--- Start of Excerpt provided ---

CSS linear-gradient (default), radial-gradient, and conic-gradient. Linear runs straight; radial fans out from a center point; conic sweeps around a center like a pie chart. Each has its own shape parameters in the editor.
How many color stops can I add?
There is no hard limit, but more than ~10 stops makes editing fiddly and increases the rendered CSS size. Most aesthetic gradients use 2-4 colors. The page lets you drag stops along the gradient track to fine-tune positions.
What output formats are available?
Standard CSS background-image syntax, ready to paste into a stylesheet. Some builds also export PNG (rasterised at the chosen size), SVG (vector), or Tailwind CSS arbitrary-value syntax.
Why does my gradient look 'banded'?
Gradients with similar colors and a small color range can show visible banding because the screen has only 256 levels per channel. Add slight noise (CSS filter or an SVG noise overlay) or pick more contrasting endpoints. Some browsers also dither gradients better than others.

--- End of Excerpt provided ---
--- Start of Data entries ---

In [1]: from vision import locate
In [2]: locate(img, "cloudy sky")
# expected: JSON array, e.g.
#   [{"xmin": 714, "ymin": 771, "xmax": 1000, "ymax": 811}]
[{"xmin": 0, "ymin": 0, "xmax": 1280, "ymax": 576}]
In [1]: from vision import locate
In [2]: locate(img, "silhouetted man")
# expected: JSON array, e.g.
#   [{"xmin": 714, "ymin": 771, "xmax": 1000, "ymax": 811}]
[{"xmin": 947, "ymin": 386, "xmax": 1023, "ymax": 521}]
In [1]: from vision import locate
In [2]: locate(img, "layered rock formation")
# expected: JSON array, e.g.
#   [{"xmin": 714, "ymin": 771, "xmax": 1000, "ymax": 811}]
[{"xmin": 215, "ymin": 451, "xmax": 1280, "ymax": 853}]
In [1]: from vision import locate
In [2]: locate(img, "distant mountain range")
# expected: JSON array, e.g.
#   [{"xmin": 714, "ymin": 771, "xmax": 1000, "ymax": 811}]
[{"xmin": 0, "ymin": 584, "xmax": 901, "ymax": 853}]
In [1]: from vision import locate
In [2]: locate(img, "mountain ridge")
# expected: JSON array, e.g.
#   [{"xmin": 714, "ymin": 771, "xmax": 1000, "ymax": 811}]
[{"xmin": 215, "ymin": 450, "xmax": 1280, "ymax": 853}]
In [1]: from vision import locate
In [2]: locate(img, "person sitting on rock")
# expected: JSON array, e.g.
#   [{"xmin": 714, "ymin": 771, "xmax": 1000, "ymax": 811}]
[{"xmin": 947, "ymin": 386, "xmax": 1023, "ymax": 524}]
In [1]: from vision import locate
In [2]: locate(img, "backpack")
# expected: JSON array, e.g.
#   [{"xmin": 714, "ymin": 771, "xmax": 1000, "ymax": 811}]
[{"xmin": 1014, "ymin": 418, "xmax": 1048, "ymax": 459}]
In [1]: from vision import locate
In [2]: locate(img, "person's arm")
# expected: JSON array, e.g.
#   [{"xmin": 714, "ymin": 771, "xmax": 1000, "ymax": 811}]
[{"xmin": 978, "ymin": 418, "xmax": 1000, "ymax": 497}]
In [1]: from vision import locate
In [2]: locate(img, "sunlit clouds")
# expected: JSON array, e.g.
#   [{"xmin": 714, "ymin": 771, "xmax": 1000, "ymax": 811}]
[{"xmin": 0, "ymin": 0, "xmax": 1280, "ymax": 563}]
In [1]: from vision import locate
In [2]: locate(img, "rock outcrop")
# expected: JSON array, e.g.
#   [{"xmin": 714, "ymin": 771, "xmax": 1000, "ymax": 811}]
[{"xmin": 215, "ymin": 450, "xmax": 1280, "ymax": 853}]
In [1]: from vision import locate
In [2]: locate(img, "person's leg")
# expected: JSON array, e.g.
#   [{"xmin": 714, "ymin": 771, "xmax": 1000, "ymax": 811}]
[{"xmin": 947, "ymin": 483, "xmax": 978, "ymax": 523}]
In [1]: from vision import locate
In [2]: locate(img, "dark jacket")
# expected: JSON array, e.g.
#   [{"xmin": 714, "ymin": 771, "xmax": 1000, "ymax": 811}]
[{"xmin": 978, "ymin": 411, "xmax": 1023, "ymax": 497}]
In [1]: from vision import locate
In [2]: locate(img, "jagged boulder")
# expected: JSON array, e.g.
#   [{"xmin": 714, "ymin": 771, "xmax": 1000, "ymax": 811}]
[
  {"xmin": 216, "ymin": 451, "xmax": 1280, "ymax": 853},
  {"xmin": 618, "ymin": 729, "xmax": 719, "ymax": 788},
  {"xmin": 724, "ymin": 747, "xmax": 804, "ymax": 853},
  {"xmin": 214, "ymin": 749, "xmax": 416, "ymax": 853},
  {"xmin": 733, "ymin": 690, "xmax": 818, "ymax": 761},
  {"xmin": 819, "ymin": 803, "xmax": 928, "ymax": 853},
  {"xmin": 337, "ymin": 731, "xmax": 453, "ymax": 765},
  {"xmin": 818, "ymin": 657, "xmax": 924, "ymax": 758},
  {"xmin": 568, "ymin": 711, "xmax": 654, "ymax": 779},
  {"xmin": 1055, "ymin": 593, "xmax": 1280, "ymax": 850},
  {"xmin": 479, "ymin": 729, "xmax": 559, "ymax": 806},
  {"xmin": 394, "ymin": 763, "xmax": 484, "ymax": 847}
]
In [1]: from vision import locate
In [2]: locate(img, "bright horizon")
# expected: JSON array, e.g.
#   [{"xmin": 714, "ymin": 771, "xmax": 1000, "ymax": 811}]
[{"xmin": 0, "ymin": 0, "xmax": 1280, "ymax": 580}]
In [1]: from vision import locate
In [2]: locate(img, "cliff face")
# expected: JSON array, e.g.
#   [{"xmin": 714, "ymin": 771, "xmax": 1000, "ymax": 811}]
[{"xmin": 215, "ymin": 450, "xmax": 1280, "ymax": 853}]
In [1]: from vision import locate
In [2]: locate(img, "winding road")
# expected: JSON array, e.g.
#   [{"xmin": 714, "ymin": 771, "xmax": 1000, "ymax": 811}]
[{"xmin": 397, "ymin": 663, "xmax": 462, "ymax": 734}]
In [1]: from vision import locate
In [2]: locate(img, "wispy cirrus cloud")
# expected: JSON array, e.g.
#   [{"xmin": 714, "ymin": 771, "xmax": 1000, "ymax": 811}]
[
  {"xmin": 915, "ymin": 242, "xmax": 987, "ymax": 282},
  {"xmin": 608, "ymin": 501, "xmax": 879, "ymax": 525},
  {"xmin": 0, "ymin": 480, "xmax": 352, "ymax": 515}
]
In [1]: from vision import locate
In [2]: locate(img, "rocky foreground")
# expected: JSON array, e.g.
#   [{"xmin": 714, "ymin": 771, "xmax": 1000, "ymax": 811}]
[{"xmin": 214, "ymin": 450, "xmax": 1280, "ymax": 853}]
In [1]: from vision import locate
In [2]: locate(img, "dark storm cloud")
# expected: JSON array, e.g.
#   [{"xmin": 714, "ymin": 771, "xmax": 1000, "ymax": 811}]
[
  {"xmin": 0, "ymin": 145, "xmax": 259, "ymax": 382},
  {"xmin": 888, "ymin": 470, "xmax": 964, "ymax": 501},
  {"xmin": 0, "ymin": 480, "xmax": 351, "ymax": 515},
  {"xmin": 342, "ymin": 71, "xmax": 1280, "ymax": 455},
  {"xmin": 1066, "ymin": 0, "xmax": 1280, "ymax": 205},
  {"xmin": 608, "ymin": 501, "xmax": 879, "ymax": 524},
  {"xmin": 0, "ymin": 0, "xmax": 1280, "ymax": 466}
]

--- End of Data entries ---

* [Task instructions]:
• A. In two sentences, summarize the excerpt on CSS gradients.
• B. Pull out every line of the entries that contains the word "mountain", matching case exactly.

* [Full solutions]:
• A. The excerpt on CSS gradients covers three types (linear, radial and conic) and says there is no hard limit on color stops, though more than about ten makes editing fiddly and most gradients use two to four colors. Output comes as standard CSS background-image syntax, with some builds also exporting PNG, SVG or Tailwind syntax, and visible banding can be reduced by adding slight noise or picking more contrasting endpoints.

• B.
In [2]: locate(img, "distant mountain range")
In [2]: locate(img, "mountain ridge")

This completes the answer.